• [Instruction]:
Using the Cleveland-Cliffs notes article, answer each of the following:
1. What annual interest rate will the $725 million senior secured notes due 2026 bear?
2. What amount of senior unsecured guaranteed notes due 2028 did the company propose earlier?
3. On what date were the tender offers announced?

• [Document]:

=======

- Cleveland-Cliffs announces pricing of $725 million notes due 2026.
- Previously, the company wanted to sell a mix of secured and unsecured notes due 2028, a move that was in the original merger plan.
- The current market situation disrupted this plan, but the combined company will still have a 4-year maturity-free window in 2020-2023.
Cleveland-Cliffs (NYSE:CLF) has recently announced the pricing of $725 million of senior secured notes due 2026, a move that completes the company's refinancing efforts related to the upcoming merger with AK Steel (NYSE:AKS). As per the press release, the notes will bear interest at an annual rate of 6.75% and will be issued at a price of 98.783% of their principal amount.
Earlier, the company has announced proposed offerings of $550 million senior secured guaranteed notes due 2028 and $400 million senior unsecured guaranteed notes due 2028. These notes were supposed to finance the tender offers which were announced on February 26, 2020:
Source: Cleveland-Cliffs press release
Previously, the company made a tender offer for AK Steel's 6.375% senior notes due 2025 and 7.00% senior notes due 2027 (I wrote about it here). These notes were tendered for new Cleveland-Cliffs 6.375% senior notes due October 15, 2025, and new 7.00% senior notes due March 15, 2027.

=======

• [Material]:

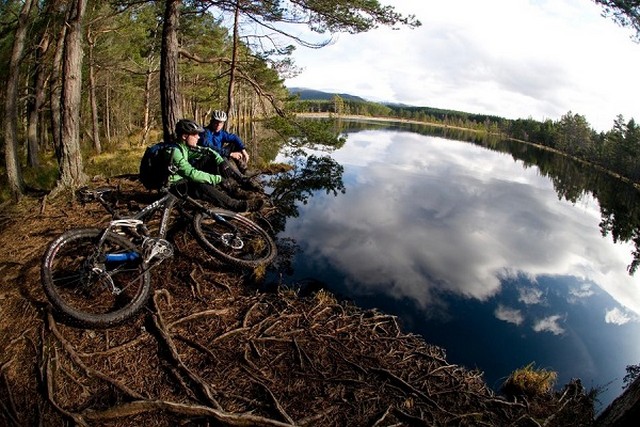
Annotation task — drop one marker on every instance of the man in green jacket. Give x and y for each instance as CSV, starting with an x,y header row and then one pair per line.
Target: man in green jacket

=======

• [Task solution]:
1. 6.75%
2. $400 million
3. February 26, 2020